*STATED EXERCISE*: Render the listing below as a Markdown table with the columns No. and Line. Give each non-blank line its own numbered row and leave out blank lines.

** start **

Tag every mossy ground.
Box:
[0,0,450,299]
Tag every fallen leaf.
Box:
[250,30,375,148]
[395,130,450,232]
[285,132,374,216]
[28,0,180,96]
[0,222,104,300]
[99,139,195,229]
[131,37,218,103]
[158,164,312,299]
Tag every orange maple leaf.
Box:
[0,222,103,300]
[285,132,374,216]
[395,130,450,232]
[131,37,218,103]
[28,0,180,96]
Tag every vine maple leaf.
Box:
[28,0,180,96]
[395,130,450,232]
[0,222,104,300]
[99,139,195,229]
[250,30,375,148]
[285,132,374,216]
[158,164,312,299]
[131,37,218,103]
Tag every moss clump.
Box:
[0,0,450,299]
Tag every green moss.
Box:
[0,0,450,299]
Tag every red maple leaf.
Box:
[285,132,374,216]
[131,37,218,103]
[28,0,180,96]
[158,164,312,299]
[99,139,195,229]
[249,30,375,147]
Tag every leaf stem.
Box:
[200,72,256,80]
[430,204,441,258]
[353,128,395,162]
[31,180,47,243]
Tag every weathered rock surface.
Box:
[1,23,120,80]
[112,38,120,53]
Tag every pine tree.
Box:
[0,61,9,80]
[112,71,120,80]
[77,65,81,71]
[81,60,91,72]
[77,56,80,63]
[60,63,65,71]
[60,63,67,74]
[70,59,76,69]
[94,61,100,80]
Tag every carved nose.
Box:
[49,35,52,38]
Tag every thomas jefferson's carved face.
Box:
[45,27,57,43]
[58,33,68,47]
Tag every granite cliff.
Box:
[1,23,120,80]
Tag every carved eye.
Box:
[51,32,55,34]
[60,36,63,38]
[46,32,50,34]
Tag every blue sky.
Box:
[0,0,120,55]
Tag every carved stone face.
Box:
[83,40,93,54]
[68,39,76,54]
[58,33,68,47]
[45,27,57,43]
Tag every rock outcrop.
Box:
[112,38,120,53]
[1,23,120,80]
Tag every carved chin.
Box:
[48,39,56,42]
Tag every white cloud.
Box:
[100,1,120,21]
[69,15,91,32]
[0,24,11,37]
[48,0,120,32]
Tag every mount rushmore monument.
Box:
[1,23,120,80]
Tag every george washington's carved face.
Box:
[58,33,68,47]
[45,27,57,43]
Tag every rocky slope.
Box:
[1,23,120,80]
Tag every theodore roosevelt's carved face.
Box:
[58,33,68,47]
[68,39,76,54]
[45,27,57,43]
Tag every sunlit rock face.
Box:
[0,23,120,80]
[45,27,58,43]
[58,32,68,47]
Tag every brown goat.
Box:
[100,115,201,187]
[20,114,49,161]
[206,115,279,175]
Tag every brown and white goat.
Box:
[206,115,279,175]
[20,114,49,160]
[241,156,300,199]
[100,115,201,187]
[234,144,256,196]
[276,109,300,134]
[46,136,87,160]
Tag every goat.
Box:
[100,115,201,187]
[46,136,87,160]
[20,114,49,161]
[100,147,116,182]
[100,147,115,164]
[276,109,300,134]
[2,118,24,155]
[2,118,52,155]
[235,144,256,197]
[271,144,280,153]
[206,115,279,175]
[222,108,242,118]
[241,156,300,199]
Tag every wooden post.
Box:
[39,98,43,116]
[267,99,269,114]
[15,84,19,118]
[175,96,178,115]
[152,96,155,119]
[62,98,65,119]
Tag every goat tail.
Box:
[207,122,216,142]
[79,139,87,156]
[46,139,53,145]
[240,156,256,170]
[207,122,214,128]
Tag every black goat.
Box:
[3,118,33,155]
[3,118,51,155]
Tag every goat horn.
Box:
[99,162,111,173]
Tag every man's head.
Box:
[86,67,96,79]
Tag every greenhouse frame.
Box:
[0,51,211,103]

** end **

*ANSWER FOR THIS EXERCISE*:
| No. | Line |
|---|---|
| 1 | Tag every mossy ground. |
| 2 | Box: |
| 3 | [0,0,450,299] |
| 4 | Tag every fallen leaf. |
| 5 | Box: |
| 6 | [250,30,375,148] |
| 7 | [395,130,450,232] |
| 8 | [285,132,374,216] |
| 9 | [28,0,180,96] |
| 10 | [0,222,104,300] |
| 11 | [99,139,195,229] |
| 12 | [131,37,218,103] |
| 13 | [158,164,312,299] |
| 14 | Tag every orange maple leaf. |
| 15 | Box: |
| 16 | [0,222,103,300] |
| 17 | [285,132,374,216] |
| 18 | [395,130,450,232] |
| 19 | [131,37,218,103] |
| 20 | [28,0,180,96] |
| 21 | Tag every vine maple leaf. |
| 22 | Box: |
| 23 | [28,0,180,96] |
| 24 | [395,130,450,232] |
| 25 | [0,222,104,300] |
| 26 | [99,139,195,229] |
| 27 | [250,30,375,148] |
| 28 | [285,132,374,216] |
| 29 | [158,164,312,299] |
| 30 | [131,37,218,103] |
| 31 | Tag every moss clump. |
| 32 | Box: |
| 33 | [0,0,450,299] |
| 34 | Tag every green moss. |
| 35 | Box: |
| 36 | [0,0,450,299] |
| 37 | Tag every red maple leaf. |
| 38 | Box: |
| 39 | [285,132,374,216] |
| 40 | [131,37,218,103] |
| 41 | [28,0,180,96] |
| 42 | [158,164,312,299] |
| 43 | [99,139,195,229] |
| 44 | [249,30,375,147] |
| 45 | Tag every leaf stem. |
| 46 | Box: |
| 47 | [200,72,256,80] |
| 48 | [430,204,441,258] |
| 49 | [353,128,395,162] |
| 50 | [31,180,47,243] |
| 51 | Tag every weathered rock surface. |
| 52 | Box: |
| 53 | [1,23,120,80] |
| 54 | [112,38,120,53] |
| 55 | Tag every pine tree. |
| 56 | Box: |
| 57 | [0,61,9,80] |
| 58 | [112,71,120,80] |
| 59 | [77,65,81,71] |
| 60 | [81,60,91,72] |
| 61 | [77,56,80,63] |
| 62 | [60,63,65,71] |
| 63 | [60,63,67,74] |
| 64 | [70,59,76,69] |
| 65 | [94,61,100,80] |
| 66 | Tag every carved nose. |
| 67 | Box: |
| 68 | [49,35,52,38] |
| 69 | Tag every thomas jefferson's carved face. |
| 70 | Box: |
| 71 | [45,27,57,43] |
| 72 | [58,33,68,47] |
| 73 | Tag every granite cliff. |
| 74 | Box: |
| 75 | [1,23,120,80] |
| 76 | Tag every carved eye. |
| 77 | Box: |
| 78 | [51,32,55,34] |
| 79 | [60,36,63,38] |
| 80 | [46,32,50,34] |
| 81 | Tag every blue sky. |
| 82 | Box: |
| 83 | [0,0,120,55] |
| 84 | Tag every carved stone face. |
| 85 | Box: |
| 86 | [83,40,93,54] |
| 87 | [68,39,76,54] |
| 88 | [58,33,68,47] |
| 89 | [45,27,57,43] |
| 90 | Tag every rock outcrop. |
| 91 | Box: |
| 92 | [112,38,120,53] |
| 93 | [1,23,120,80] |
| 94 | Tag every carved chin. |
| 95 | Box: |
| 96 | [48,39,56,42] |
| 97 | Tag every white cloud. |
| 98 | Box: |
| 99 | [100,1,120,21] |
| 100 | [69,15,91,32] |
| 101 | [0,24,11,37] |
| 102 | [48,0,120,32] |
| 103 | Tag every mount rushmore monument. |
| 104 | Box: |
| 105 | [1,23,120,80] |
| 106 | Tag every george washington's carved face. |
| 107 | Box: |
| 108 | [58,33,68,47] |
| 109 | [45,27,57,43] |
| 110 | Tag every rocky slope. |
| 111 | Box: |
| 112 | [1,23,120,80] |
| 113 | Tag every theodore roosevelt's carved face. |
| 114 | Box: |
| 115 | [58,33,68,47] |
| 116 | [68,39,76,54] |
| 117 | [45,27,57,43] |
| 118 | Tag every sunlit rock face. |
| 119 | Box: |
| 120 | [0,23,120,80] |
| 121 | [45,27,58,43] |
| 122 | [58,32,68,47] |
| 123 | Tag every brown goat. |
| 124 | Box: |
| 125 | [100,115,201,187] |
| 126 | [20,114,49,161] |
| 127 | [206,115,279,175] |
| 128 | Tag every brown and white goat. |
| 129 | Box: |
| 130 | [206,115,279,175] |
| 131 | [20,114,49,160] |
| 132 | [241,156,300,199] |
| 133 | [100,115,201,187] |
| 134 | [234,144,256,196] |
| 135 | [276,109,300,134] |
| 136 | [46,136,87,160] |
| 137 | Tag every goat. |
| 138 | Box: |
| 139 | [100,115,201,187] |
| 140 | [46,136,87,160] |
| 141 | [20,114,49,161] |
| 142 | [100,147,116,182] |
| 143 | [100,147,115,164] |
| 144 | [276,109,300,134] |
| 145 | [2,118,24,155] |
| 146 | [2,118,52,155] |
| 147 | [235,144,256,197] |
| 148 | [271,144,280,153] |
| 149 | [206,115,279,175] |
| 150 | [222,108,242,118] |
| 151 | [241,156,300,199] |
| 152 | Tag every wooden post. |
| 153 | Box: |
| 154 | [39,98,43,116] |
| 155 | [267,99,269,114] |
| 156 | [15,84,19,118] |
| 157 | [175,96,178,115] |
| 158 | [152,96,155,119] |
| 159 | [62,98,65,119] |
| 160 | Tag every goat tail. |
| 161 | Box: |
| 162 | [207,122,216,142] |
| 163 | [79,139,87,156] |
| 164 | [46,139,53,145] |
| 165 | [240,156,256,170] |
| 166 | [207,122,214,128] |
| 167 | Tag every black goat. |
| 168 | Box: |
| 169 | [3,118,33,155] |
| 170 | [3,118,51,155] |
| 171 | Tag every goat horn. |
| 172 | Box: |
| 173 | [99,162,111,173] |
| 174 | Tag every man's head. |
| 175 | Box: |
| 176 | [86,67,96,79] |
| 177 | Tag every greenhouse frame. |
| 178 | Box: |
| 179 | [0,51,211,103] |